## GOAL OF THE EXERCISE
From the passage on taking over an aging parent's finances, extract word for word the part that opens with the words containing "Taking Over Elderly" and closes with "parents’ finances legally?".

## EXTRACT PROVIDED
######

Your parents were probably your first teachers about money. They may have helped you open your first bank account, taught you to write a check, and instilled in you the importance of paying bills on time. Now that you are an adult and they are getting older, you may find that it’s time for the roles to reverse. You may need to help your parents with managing finances, or even take over your parents’ finances altogether.
Often, the need to help a parent out with financial matters arises slowly over time, as you notice that their memory is beginning to fail. Sometimes, the need is more urgent, as when a parent suffers a sudden, incapacitating illness like a stroke. Whether or not you expect your parent to need your help with finances soon, both of you would be wise to prepare for the possibility. Here’s how to get ready—and what could happen if you don’t.
Taking Over Elderly Parents’ Finances Legally
There are some aspects of your parent’s finances that you can handle without any legal authority, like helping them balance their checkbook. But if you need, say, to manage an investment account, or even make a withdrawal from your parent’s bank account, you may find yourself stymied if you don’t have legal authority to act on their behalf. How can you go about taking over your elderly parents’ finances legally?

######

## RECORD SET
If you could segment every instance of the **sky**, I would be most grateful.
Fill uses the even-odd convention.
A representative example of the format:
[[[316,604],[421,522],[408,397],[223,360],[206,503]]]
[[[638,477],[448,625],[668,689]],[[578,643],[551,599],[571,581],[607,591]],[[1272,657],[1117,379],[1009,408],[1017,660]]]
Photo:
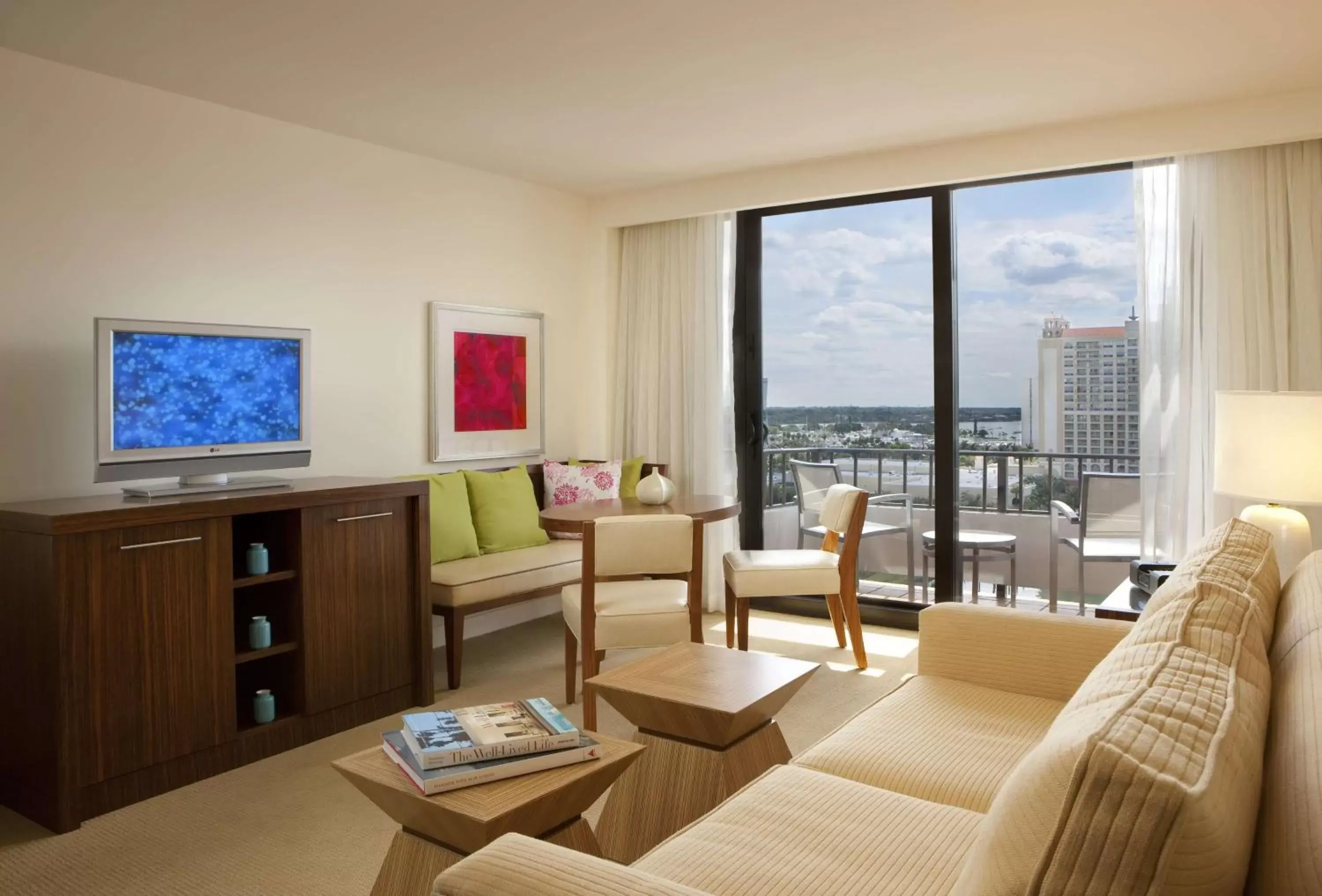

######

## WRITTEN ANSWER
Taking Over Elderly Parents’ Finances Legally
There are some aspects of your parent’s finances that you can handle without any legal authority, like helping them balance their checkbook. But if you need, say, to manage an investment account, or even make a withdrawal from your parent’s bank account, you may find yourself stymied if you don’t have legal authority to act on their behalf. How can you go about taking over your elderly parents’ finances legally?